◆ DOCUMENT TEXT
┄┄┄┄┄┄

In general, I find OOP fairly well suited for building utilitarian API's, but
NOT for domain modelling. Domain modelling is where OOP failed bigly. When
UI/GUI's got more complex, they outgrew OOP's ability also and became a mess.
There seems to be a size/scope limit to OOP of subject matter.

------
jdonaldson
I doubt there's very few OOP hardliners on here, I'm certainly not. So, let me
play devil's advocate here a bit.

For the monkey-banana-jungle problem, it seems the developer started from a
monkey-banana type in a previous project, rather than just the monkey. It
seems in this case you would refactor the existing monkey-banana class, and
extract a plain "monkey" class that satisfies both projects.

I've done things like this in the past, and it's a headache, but it's less
painful than starting over from scratch. Most OOP languages will offer good
type checking for the refactoring process, and can easily catch any errors.
Also, dead code elimination can remove most of the unused methods and types
from a large codebase.

Diamond inheritance is a bigger problem. However the example they give is
terrible. Why wouldn't the powered device type be a common ancestor? One way
forward here is to use composition plus an interface to satisfy a new top
level type with shared functionality. It's ugly, but gives you some form of
consistency over types that need to be loosely coupled.

The fragile base class problem is equally stupid imho. Counting is managed in
two different ways from two different methods? Yikes! They also didn't think
to test this, and the change passed all of existing automated tests? Yikes!

You can shoot yourself in the foot with functional programming as well.
Anything that is shared can become fragile. Forming abstractions that cut
across multiple concerns is still problematic and error prone. It's common to
bring a jungle when you need a banana no matter what PL technique you use.

------
lkrubner
Also see Yegor Bugayenko's essay, "What's Wrong With Object-Oriented
Programming?"`

[http://www.yegor256.com/2016/08/15/what-is-wrong-object-
orie...](http://www.yegor256.com/2016/08/15/what-is-wrong-object-oriented-
programming.html)

┄┄┄┄┄┄

◆ EXCERPTED RECORDS
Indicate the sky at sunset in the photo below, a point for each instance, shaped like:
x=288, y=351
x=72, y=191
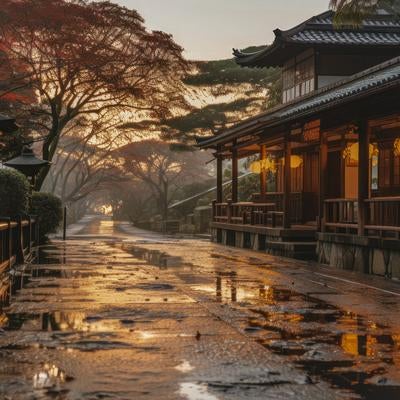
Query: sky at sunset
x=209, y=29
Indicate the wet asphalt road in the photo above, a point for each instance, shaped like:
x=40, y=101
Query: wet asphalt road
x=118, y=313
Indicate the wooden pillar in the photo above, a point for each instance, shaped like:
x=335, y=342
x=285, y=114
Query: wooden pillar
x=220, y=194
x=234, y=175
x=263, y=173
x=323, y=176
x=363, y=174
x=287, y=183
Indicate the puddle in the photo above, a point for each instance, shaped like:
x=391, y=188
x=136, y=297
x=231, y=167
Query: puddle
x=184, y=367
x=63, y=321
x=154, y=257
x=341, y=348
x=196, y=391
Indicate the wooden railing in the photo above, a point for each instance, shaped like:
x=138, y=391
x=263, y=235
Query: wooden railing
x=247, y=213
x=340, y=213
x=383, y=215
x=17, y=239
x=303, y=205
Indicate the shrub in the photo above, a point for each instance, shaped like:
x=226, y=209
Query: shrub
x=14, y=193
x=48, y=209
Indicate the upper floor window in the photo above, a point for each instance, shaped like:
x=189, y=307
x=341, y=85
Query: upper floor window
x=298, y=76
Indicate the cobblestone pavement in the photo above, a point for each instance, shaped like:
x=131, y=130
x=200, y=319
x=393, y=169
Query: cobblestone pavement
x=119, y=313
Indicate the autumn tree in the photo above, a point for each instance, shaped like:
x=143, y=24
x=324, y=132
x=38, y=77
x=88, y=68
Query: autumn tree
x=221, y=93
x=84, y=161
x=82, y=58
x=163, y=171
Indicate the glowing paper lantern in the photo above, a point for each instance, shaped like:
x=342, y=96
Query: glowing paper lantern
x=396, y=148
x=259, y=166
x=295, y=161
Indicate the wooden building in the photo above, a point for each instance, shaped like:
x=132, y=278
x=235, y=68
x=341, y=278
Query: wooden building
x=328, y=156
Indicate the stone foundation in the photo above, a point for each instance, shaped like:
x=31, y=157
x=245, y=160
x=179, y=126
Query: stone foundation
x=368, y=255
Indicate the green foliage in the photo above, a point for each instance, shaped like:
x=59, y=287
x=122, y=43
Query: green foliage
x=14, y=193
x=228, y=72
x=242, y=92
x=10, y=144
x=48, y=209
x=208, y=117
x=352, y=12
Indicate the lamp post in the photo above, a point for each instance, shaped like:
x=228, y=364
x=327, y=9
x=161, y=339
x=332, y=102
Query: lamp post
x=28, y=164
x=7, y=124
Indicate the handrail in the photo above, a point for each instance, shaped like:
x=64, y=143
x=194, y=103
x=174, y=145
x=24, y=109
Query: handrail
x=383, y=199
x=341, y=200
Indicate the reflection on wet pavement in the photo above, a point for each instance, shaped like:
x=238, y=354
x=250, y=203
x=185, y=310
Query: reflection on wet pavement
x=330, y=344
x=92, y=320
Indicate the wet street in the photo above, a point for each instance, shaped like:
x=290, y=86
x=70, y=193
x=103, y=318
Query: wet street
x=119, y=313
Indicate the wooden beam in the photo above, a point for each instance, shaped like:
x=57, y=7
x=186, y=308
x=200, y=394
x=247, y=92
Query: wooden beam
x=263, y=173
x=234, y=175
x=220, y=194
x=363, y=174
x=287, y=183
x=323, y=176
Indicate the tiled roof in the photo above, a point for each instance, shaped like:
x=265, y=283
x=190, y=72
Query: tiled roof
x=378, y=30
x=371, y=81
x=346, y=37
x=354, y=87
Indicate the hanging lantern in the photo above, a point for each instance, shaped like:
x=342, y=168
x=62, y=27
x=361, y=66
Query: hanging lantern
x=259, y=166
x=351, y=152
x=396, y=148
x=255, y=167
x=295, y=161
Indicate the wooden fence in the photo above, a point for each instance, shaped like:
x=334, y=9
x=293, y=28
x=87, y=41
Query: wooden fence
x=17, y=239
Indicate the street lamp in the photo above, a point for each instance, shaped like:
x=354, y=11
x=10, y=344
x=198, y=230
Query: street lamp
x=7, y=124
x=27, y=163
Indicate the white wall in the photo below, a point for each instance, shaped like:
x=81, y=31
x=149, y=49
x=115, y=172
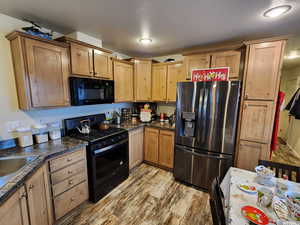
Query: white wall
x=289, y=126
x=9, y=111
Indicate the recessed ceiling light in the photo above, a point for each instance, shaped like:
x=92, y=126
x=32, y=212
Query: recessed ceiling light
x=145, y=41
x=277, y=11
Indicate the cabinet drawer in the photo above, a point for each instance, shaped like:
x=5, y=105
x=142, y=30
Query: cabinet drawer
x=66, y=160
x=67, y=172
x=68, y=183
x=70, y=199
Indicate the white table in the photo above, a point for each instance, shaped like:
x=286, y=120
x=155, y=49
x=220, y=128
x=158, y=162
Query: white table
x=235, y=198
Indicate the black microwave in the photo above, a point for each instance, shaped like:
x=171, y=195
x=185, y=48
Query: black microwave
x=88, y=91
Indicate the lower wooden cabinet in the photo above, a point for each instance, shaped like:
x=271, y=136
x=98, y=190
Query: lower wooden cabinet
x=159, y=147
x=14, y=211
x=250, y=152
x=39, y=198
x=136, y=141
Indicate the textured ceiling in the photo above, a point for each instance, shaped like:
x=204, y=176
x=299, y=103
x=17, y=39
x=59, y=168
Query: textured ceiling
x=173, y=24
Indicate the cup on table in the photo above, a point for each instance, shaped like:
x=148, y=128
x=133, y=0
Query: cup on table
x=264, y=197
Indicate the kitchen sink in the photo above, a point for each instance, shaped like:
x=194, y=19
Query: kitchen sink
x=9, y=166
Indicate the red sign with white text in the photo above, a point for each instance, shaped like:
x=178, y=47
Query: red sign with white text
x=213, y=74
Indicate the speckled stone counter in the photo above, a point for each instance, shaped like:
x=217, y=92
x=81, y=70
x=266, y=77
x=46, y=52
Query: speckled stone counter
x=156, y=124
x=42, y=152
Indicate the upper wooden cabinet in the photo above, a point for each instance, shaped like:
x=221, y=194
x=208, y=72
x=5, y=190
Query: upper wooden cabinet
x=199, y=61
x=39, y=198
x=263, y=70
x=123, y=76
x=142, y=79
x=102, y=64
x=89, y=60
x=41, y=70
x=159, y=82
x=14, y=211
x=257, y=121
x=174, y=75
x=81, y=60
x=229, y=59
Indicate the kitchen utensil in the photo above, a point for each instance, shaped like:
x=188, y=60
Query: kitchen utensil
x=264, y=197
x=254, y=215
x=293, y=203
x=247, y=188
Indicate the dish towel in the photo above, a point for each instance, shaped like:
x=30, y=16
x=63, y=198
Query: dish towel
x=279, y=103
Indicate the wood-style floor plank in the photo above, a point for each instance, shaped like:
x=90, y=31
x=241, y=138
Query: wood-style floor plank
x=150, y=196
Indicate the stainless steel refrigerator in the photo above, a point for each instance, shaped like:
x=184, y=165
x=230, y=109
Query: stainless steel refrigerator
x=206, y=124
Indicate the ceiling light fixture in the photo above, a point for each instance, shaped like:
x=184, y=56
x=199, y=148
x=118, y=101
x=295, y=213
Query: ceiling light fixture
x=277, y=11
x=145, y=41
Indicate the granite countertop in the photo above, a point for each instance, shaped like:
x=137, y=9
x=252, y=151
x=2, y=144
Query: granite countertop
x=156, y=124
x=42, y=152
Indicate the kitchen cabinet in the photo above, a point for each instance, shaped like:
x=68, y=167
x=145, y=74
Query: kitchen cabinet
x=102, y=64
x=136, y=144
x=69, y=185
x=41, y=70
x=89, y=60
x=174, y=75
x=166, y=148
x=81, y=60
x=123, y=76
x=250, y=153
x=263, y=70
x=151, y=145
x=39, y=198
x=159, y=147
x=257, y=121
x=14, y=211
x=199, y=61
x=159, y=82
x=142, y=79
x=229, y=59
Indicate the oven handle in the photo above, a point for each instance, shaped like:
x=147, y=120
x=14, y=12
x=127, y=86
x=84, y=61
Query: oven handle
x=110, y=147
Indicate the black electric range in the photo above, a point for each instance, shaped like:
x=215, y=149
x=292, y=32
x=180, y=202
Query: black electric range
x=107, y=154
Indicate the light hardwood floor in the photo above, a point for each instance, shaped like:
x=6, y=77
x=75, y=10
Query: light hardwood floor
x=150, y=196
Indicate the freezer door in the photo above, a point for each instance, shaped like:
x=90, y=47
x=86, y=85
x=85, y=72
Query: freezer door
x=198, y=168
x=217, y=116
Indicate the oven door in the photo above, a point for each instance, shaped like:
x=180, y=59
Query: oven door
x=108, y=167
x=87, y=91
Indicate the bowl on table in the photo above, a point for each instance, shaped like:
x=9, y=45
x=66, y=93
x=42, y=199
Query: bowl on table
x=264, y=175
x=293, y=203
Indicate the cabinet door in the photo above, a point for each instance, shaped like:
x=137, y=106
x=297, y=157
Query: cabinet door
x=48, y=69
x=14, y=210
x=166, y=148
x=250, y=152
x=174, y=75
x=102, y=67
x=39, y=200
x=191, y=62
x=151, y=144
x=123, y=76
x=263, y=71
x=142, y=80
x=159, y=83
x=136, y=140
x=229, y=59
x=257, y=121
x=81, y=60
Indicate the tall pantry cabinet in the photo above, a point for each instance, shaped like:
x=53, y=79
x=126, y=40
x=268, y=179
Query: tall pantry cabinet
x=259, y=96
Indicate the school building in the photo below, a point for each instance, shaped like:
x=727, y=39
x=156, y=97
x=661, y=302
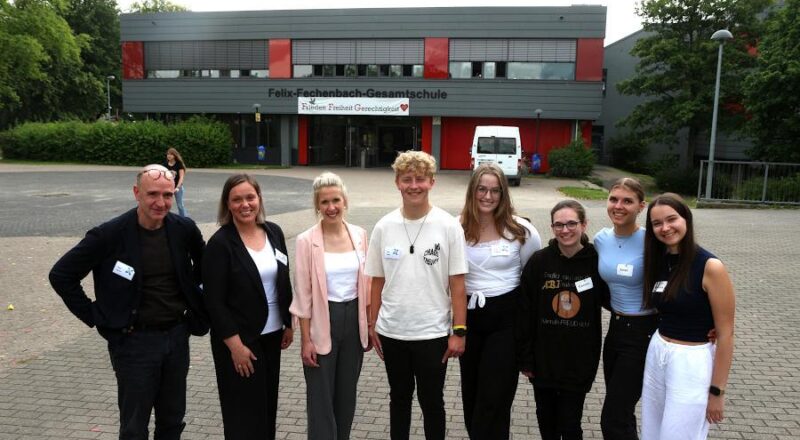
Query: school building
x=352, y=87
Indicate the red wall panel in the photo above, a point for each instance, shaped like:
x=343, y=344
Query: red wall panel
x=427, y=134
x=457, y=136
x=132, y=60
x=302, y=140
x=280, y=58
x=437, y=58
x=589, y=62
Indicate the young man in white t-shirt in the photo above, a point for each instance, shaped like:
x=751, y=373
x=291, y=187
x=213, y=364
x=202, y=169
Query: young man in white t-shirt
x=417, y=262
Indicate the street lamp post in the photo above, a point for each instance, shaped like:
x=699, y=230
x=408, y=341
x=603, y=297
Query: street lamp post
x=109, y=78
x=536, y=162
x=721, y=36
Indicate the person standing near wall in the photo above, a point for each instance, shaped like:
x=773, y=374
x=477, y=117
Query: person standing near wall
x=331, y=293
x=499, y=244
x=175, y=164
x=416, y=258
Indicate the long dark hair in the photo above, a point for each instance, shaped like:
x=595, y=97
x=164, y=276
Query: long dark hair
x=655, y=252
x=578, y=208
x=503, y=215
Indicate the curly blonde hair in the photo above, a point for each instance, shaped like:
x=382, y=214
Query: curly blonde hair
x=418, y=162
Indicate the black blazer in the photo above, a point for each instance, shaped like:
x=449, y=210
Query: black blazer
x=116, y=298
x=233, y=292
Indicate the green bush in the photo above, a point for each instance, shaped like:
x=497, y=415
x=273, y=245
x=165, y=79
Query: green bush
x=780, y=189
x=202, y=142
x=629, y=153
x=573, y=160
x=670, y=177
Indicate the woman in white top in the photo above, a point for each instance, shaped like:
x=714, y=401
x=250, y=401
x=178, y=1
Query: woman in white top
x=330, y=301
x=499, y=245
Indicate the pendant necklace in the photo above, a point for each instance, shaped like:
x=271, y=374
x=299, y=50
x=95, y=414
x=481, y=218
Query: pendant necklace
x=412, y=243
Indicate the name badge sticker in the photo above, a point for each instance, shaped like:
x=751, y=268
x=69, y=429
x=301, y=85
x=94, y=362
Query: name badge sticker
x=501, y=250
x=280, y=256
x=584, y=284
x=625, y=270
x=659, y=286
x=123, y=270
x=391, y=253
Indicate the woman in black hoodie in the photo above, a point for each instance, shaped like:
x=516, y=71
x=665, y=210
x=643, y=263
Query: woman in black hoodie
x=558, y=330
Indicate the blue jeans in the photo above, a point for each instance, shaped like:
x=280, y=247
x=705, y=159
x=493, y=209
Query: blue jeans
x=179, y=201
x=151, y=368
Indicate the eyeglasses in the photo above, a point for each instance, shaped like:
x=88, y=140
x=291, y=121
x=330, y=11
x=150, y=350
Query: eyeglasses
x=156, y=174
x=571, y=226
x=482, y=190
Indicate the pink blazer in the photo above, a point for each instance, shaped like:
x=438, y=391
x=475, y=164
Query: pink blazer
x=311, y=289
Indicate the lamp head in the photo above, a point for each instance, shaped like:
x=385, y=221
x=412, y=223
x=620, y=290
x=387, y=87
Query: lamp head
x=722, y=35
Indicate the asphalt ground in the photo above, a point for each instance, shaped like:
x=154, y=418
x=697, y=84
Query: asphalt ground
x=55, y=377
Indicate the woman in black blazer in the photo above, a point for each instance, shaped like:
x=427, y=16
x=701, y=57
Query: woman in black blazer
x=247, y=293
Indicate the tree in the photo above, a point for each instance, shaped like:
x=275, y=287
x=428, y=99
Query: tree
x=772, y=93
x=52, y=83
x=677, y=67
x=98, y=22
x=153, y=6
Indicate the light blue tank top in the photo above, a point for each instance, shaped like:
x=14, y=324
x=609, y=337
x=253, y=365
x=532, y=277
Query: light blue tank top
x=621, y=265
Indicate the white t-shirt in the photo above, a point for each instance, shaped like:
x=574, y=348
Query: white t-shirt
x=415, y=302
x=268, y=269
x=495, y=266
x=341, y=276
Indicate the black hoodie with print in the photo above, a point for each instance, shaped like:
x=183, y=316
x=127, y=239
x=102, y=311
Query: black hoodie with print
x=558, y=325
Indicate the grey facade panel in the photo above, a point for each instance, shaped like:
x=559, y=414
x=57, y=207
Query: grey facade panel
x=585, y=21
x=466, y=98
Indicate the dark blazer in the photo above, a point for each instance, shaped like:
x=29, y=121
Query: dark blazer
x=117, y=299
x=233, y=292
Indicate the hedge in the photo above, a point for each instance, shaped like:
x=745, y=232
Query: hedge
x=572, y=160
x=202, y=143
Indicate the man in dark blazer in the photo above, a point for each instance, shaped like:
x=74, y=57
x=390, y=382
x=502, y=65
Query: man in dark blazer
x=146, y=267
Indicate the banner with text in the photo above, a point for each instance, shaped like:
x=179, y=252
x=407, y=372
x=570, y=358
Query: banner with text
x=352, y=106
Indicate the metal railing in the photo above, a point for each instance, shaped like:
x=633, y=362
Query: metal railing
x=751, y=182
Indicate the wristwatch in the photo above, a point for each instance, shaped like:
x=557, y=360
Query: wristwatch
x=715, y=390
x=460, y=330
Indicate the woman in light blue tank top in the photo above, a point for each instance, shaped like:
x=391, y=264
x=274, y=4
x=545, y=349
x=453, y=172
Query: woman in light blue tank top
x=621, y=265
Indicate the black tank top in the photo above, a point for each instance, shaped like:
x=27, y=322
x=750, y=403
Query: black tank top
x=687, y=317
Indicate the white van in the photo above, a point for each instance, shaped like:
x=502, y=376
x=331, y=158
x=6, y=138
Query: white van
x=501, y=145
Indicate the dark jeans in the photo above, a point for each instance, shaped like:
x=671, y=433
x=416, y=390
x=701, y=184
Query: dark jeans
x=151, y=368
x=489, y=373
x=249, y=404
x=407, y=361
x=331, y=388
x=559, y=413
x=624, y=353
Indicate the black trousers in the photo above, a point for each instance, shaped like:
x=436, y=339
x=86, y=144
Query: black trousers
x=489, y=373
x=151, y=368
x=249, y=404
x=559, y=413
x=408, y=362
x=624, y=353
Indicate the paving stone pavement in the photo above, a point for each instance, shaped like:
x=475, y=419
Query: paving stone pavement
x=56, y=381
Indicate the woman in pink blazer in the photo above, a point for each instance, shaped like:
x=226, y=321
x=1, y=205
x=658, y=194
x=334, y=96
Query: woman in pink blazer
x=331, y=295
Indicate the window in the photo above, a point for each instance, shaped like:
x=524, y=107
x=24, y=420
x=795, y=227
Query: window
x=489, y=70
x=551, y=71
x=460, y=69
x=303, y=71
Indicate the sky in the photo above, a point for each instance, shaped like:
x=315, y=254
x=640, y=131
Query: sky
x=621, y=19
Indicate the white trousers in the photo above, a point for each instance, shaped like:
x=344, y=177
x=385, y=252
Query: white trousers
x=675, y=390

┄┄┄┄┄┄

◆ GIVEN TASK
Return the passage of the OOP discussion thread from "In general, I" down to "satisfies both projects.", copied word for word.

◆ FULL SOLUTION
In general, I find OOP fairly well suited for building utilitarian API's, but
NOT for domain modelling. Domain modelling is where OOP failed bigly. When
UI/GUI's got more complex, they outgrew OOP's ability also and became a mess.
There seems to be a size/scope limit to OOP of subject matter.

------
jdonaldson
I doubt there's very few OOP hardliners on here, I'm certainly not. So, let me
play devil's advocate here a bit.

For the monkey-banana-jungle problem, it seems the developer started from a
monkey-banana type in a previous project, rather than just the monkey. It
seems in this case you would refactor the existing monkey-banana class, and
extract a plain "monkey" class that satisfies both projects.